=== DATA EXCERPTS ===
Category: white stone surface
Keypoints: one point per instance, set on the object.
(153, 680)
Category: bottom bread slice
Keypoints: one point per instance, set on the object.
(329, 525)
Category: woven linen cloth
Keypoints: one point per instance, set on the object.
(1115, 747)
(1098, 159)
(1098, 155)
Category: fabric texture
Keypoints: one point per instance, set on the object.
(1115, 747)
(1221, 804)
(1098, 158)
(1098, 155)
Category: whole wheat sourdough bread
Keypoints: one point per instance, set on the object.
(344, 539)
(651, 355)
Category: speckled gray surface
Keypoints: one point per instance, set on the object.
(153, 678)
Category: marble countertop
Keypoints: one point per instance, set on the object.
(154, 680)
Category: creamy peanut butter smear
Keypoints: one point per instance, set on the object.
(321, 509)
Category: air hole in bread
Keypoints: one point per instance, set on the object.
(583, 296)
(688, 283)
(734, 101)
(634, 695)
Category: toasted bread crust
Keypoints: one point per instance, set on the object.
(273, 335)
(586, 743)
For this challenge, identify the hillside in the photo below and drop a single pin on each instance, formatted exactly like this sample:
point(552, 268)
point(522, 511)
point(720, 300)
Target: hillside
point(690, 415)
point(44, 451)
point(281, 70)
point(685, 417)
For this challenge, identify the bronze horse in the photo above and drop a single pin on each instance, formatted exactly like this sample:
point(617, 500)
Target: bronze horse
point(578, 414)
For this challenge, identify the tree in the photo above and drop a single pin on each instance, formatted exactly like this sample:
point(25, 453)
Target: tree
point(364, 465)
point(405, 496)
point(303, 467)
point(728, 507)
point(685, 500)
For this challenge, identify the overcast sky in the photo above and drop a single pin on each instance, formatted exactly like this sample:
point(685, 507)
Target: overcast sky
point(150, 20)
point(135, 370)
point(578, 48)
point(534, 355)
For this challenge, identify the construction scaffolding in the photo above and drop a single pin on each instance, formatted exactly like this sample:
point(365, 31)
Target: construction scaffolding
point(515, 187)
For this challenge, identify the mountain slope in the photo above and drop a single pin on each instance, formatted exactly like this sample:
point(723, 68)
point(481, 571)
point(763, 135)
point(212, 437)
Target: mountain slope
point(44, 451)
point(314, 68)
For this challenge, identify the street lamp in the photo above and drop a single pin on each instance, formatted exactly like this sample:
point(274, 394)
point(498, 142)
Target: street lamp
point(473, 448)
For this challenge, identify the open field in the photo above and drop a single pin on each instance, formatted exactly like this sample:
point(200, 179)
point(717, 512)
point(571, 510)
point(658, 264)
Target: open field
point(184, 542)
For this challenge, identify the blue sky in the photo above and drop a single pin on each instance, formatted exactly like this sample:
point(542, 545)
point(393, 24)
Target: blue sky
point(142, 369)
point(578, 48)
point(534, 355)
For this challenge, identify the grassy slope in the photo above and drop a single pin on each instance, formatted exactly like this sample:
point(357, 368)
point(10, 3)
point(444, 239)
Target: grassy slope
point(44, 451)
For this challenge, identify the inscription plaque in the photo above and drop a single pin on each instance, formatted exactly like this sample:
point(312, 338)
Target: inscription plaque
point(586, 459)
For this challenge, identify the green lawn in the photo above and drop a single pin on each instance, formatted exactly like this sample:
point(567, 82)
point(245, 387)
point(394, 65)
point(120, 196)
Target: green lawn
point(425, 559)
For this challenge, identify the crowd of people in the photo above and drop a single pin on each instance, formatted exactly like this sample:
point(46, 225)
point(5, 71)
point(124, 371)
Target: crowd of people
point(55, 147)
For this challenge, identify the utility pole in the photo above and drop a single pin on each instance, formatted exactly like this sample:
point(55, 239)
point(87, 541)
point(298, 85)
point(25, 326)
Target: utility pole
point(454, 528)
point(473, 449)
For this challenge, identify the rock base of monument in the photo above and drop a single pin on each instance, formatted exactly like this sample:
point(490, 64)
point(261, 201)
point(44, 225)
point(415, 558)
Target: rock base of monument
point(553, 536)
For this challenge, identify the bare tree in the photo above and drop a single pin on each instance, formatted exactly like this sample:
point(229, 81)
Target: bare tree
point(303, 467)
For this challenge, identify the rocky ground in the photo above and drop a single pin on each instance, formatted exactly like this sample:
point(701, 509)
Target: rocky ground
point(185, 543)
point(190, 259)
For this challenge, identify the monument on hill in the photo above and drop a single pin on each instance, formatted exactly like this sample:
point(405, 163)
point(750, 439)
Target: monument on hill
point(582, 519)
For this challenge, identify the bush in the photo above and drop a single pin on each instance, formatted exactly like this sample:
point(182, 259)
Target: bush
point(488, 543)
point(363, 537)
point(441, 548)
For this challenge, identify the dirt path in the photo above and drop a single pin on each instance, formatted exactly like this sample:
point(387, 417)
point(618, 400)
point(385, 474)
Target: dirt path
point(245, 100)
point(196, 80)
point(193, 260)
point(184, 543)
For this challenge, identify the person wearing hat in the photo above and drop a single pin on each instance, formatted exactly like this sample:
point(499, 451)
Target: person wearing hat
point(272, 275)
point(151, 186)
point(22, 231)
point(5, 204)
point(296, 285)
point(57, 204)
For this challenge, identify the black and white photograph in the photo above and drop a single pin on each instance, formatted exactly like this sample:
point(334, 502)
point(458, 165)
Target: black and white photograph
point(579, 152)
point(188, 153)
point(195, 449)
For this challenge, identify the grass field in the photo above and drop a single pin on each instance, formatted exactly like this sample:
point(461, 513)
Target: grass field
===
ASSIGNMENT :: I would like you to return every entry exactly, with nothing changed.

PROBLEM SOLUTION ::
Category: white stone surface
Keypoints: one point per instance, set on the object.
(153, 680)
Category: bottom bread slice
Keypoints: one point per instance, set on the object.
(329, 525)
Category: woven linen cloth
Keypoints: one point per instance, set on the object.
(1115, 747)
(1098, 159)
(1098, 155)
Category: fabric texture
Keypoints: one point per instance, set on the object.
(1115, 747)
(1221, 804)
(1098, 158)
(1098, 155)
Category: whole wheat sourdough bread
Keypoints: one point per instance, set on the object.
(344, 539)
(651, 355)
Category: speckled gray surface
Keypoints: one point per instance, set on the object.
(153, 678)
Category: marble countertop
Keypoints: one point per instance, set on the object.
(154, 680)
Category: creamy peanut butter smear
Keypoints: one point per instance, set on the object.
(321, 509)
Category: air hole in bread
Keypoints: one point per instance, set on the object.
(583, 296)
(688, 283)
(734, 101)
(634, 695)
Category: toasted bread crust
Keypoints: one point per instance, set on the object.
(273, 335)
(586, 743)
For this challenge, identify the hillside in the photo below and drop a single pin on each instance, formatted exactly like this sample:
point(552, 268)
point(522, 511)
point(720, 300)
Target: hillside
point(690, 415)
point(44, 451)
point(281, 70)
point(685, 417)
For this challenge, identify the bronze horse in the photo above and drop a single pin on each instance, formatted exactly like this sample:
point(617, 500)
Target: bronze horse
point(578, 414)
For this challenge, identify the tree in the photo above and drop a single pin on each instance, formatted exactly like this sample:
point(25, 453)
Target: tree
point(364, 465)
point(405, 496)
point(303, 467)
point(728, 507)
point(685, 500)
For this challenge, identify the overcast sky in the photo above and drop a single pin on each instance, formatted exactly like this sample:
point(685, 507)
Target: overcast sky
point(150, 20)
point(135, 370)
point(578, 48)
point(534, 355)
For this challenge, identify the construction scaffolding in the photo above and drop a single pin on each instance, formatted exactly like this sample:
point(365, 31)
Target: construction scaffolding
point(515, 187)
For this challenge, identify the mountain slope in the photo above and drop a single pin on each instance, formatted exactly like this sample:
point(723, 68)
point(481, 571)
point(763, 135)
point(212, 437)
Target: mountain slope
point(44, 451)
point(314, 68)
For this challenge, identify the street lamp in the photo above and drop a single pin on each instance, formatted exactly like this sample:
point(274, 394)
point(498, 142)
Target: street lamp
point(473, 448)
For this challenge, identify the open field in the photo above and drop a single pin on each instance, formatted exactly like this sample:
point(200, 179)
point(717, 512)
point(571, 510)
point(658, 264)
Target: open field
point(184, 542)
For this challenge, identify the blue sky in the photo above and drop a single pin on each instance, formatted exactly like this sample:
point(542, 545)
point(393, 24)
Target: blue sky
point(142, 369)
point(578, 48)
point(534, 355)
For this challenge, identify the grassy slope in the photo above and drop a single pin on each instance, formatted exactly like this sample:
point(357, 368)
point(10, 3)
point(444, 239)
Target: grassy slope
point(44, 451)
For this challenge, identify the inscription plaque in the photo above and drop a single pin on each instance, formatted exactly like this sample:
point(312, 338)
Target: inscription plaque
point(586, 459)
For this challenge, identify the green lawn in the photo above and drop a single pin on each instance, formatted exactly like this sample:
point(567, 82)
point(245, 387)
point(394, 65)
point(120, 196)
Target: green lawn
point(425, 559)
For this challenge, identify the crowd of people in the photo above and drop a single pin on each instance, formatted exactly like this sample:
point(46, 225)
point(5, 71)
point(124, 371)
Target: crowd of people
point(55, 147)
For this challenge, identify the utility pole in the photo above and drop a single pin on each instance, formatted exactly like this sample:
point(55, 239)
point(87, 541)
point(298, 85)
point(25, 326)
Target: utility pole
point(454, 528)
point(473, 449)
For this challenge, identify the rock base of monument in the photo above and drop a single pin on each instance, formatted exactly like this sample:
point(490, 64)
point(261, 201)
point(44, 225)
point(415, 558)
Target: rock base of monument
point(553, 536)
For this challenge, identify the bare tree in the photo above and drop a single pin on each instance, formatted exactly like this sample:
point(229, 81)
Target: bare tree
point(303, 467)
For this challenge, identify the rocky ground in the photo above and drop a single pin on each instance, formatted exactly like this sample:
point(701, 509)
Target: rocky ground
point(185, 543)
point(190, 259)
For this challenge, identify the monument on hill in the photo above and drop a single pin on each instance, formatted exactly like this sample:
point(405, 163)
point(750, 439)
Target: monument on hill
point(582, 519)
For this challenge, identify the bush in the photo above and drop a single pin on each instance, formatted exactly like this sample:
point(182, 259)
Target: bush
point(488, 543)
point(363, 537)
point(441, 548)
For this challenge, identify the dirt path in the photo above and drop a single pin on each instance, formatted exactly like this sample:
point(387, 417)
point(618, 400)
point(385, 474)
Target: dirt path
point(245, 100)
point(196, 80)
point(193, 260)
point(184, 543)
For this challenge, identify the person wearing hat in the photo above and drop a single pin on each instance, formatted exactly like this sample:
point(499, 451)
Target: person wearing hat
point(272, 275)
point(151, 186)
point(22, 231)
point(5, 204)
point(296, 285)
point(57, 204)
For this challenge, identify the black and white photograph in the photo above and drop a single pin on each instance, formatted exactly like this sample:
point(334, 502)
point(458, 165)
Target: black and white photograph
point(579, 152)
point(188, 153)
point(195, 449)
For this challenge, identify the grass field in the photo above and drop a single pin on each instance, formatted exactly like this sample:
point(461, 513)
Target: grass field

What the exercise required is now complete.